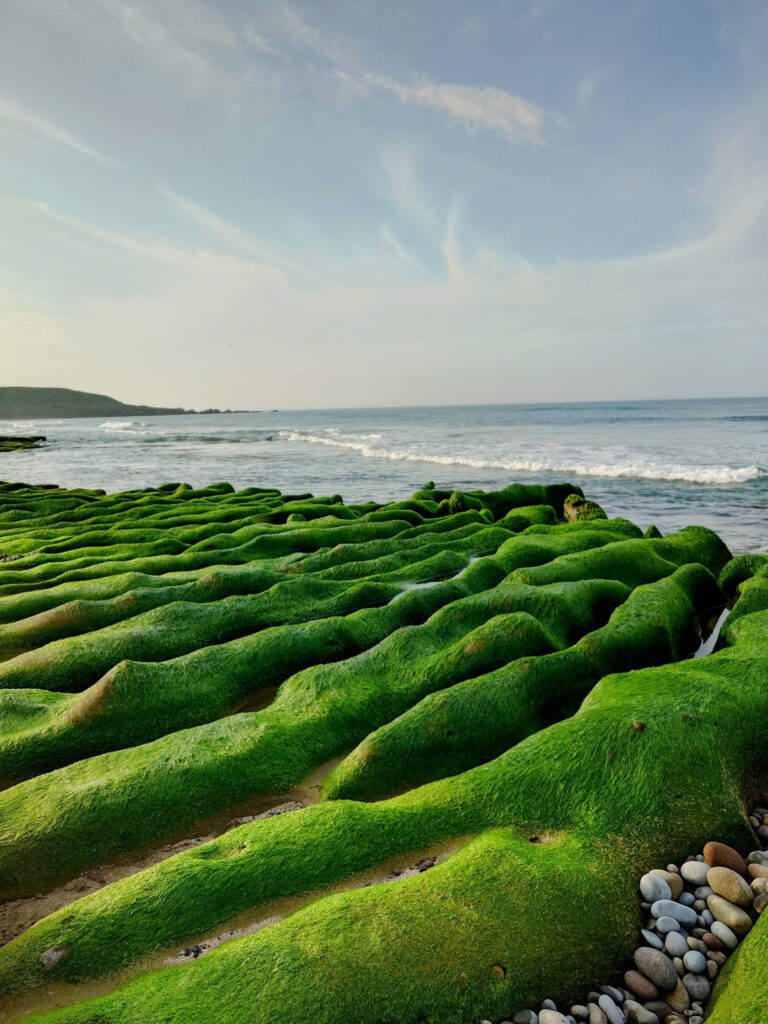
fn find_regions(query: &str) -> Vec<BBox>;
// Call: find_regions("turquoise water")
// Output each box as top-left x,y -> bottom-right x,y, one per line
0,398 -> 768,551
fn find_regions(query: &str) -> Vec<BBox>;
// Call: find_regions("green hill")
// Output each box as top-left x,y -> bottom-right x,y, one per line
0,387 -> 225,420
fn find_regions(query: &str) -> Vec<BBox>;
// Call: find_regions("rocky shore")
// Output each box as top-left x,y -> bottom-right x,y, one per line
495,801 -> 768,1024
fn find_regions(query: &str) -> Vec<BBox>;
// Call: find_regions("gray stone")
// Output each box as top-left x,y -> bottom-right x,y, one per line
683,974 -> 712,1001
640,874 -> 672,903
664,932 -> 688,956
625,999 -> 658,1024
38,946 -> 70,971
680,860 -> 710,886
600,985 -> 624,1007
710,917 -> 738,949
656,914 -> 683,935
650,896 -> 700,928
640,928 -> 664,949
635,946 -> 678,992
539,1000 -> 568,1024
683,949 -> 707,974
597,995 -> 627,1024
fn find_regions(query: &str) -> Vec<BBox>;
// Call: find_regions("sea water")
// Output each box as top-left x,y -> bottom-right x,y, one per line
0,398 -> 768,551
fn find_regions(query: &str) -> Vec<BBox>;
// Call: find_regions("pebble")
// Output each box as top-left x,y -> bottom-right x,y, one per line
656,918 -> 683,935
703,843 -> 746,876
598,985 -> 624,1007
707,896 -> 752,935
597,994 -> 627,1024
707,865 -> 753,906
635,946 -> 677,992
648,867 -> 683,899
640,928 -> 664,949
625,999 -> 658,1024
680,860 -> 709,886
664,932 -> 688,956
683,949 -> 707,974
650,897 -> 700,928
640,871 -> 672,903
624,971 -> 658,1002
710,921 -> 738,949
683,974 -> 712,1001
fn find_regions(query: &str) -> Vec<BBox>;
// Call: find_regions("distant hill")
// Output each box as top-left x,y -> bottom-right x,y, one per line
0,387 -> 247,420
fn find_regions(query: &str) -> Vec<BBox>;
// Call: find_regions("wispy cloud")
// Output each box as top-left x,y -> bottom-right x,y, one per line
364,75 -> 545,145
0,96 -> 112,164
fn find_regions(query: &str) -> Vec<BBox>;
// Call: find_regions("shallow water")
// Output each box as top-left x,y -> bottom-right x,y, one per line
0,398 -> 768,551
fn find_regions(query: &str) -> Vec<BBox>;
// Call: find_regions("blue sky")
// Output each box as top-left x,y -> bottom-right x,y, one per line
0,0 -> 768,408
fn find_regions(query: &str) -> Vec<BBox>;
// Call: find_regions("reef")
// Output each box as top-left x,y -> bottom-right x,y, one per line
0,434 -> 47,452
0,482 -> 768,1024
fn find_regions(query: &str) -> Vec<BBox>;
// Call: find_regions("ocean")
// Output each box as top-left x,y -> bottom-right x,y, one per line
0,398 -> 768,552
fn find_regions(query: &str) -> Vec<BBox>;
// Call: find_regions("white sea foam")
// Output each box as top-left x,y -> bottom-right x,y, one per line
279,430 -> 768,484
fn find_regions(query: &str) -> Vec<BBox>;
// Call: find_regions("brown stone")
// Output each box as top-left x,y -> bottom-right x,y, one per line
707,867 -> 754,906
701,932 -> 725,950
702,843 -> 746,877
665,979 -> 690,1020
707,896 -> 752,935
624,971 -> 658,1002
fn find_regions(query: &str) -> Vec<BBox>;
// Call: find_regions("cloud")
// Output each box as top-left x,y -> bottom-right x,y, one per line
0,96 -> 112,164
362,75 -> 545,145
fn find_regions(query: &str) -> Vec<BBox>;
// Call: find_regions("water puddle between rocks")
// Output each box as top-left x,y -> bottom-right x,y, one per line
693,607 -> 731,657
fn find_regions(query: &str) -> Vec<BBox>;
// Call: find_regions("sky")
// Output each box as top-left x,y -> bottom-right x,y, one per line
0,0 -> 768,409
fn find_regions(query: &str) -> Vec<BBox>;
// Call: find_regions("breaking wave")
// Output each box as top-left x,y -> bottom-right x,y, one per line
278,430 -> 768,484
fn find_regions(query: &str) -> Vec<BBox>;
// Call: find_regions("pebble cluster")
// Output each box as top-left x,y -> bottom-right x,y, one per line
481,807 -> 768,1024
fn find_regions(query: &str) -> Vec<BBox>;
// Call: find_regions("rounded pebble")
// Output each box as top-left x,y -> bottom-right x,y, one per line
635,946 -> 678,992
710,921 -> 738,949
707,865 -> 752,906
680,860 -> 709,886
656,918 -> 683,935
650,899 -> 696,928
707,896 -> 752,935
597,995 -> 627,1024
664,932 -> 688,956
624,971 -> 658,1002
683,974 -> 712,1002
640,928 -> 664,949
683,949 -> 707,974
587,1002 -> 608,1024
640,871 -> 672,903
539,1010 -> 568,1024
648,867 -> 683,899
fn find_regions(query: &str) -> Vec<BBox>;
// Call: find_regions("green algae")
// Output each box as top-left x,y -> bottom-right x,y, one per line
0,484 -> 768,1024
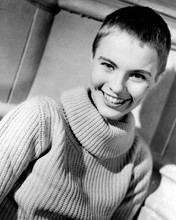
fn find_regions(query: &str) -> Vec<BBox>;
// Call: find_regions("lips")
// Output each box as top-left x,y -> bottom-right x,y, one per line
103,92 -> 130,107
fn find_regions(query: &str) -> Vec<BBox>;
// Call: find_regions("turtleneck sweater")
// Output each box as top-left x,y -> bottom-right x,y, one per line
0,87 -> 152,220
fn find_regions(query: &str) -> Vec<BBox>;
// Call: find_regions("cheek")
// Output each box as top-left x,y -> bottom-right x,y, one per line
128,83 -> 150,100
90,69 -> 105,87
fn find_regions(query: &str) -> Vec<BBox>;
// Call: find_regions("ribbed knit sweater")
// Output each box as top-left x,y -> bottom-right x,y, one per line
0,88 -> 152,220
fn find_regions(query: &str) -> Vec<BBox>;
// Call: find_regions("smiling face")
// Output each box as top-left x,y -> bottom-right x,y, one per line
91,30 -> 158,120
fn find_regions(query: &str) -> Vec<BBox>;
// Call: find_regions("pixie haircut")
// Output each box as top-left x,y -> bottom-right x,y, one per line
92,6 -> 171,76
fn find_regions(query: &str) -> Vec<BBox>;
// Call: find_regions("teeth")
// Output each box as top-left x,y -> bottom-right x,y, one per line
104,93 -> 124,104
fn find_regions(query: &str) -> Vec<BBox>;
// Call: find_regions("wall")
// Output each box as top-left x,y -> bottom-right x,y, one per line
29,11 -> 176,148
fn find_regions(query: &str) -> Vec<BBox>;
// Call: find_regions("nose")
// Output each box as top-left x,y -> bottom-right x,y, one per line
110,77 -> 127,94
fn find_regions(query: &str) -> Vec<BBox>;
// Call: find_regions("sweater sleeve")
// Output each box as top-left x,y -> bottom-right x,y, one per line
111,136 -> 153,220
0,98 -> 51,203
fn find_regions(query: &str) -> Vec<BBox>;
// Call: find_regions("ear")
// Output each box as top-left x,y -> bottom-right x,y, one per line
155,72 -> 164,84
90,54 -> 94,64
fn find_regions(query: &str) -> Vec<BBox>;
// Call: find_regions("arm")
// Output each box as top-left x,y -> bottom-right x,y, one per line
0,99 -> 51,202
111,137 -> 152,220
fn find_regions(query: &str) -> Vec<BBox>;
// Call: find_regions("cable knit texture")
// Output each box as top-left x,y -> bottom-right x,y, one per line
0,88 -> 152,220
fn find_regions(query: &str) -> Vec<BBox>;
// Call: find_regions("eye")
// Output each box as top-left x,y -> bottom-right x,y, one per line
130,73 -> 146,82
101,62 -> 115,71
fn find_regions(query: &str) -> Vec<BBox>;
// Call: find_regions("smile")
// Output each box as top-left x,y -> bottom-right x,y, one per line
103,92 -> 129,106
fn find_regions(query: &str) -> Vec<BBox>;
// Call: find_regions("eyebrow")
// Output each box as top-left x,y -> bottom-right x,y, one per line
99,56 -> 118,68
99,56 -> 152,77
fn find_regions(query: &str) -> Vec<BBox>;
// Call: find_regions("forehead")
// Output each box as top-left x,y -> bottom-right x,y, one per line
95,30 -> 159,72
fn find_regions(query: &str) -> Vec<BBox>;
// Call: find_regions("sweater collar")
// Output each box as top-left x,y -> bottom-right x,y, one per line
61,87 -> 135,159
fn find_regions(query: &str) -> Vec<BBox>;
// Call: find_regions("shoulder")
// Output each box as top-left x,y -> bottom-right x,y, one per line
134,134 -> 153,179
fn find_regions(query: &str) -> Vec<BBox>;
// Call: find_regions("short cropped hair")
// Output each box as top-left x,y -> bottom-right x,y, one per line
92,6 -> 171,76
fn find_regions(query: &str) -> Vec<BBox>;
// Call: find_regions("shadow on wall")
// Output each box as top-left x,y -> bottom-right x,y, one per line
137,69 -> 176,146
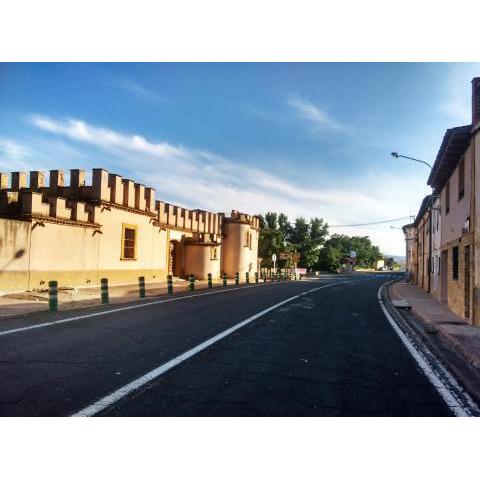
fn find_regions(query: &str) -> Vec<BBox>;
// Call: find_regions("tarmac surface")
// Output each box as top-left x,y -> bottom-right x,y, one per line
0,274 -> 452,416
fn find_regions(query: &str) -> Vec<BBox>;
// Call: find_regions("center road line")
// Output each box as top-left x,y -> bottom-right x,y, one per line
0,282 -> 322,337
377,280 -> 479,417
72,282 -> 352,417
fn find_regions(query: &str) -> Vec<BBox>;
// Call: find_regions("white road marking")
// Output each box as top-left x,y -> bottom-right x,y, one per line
----------------
# Your goal
Report every line of the listing above that contains the string "wall", and copy each such line in full.

# Exercise answer
// Call: find_regions("wall")
// Call: find_regions("shadow on wall")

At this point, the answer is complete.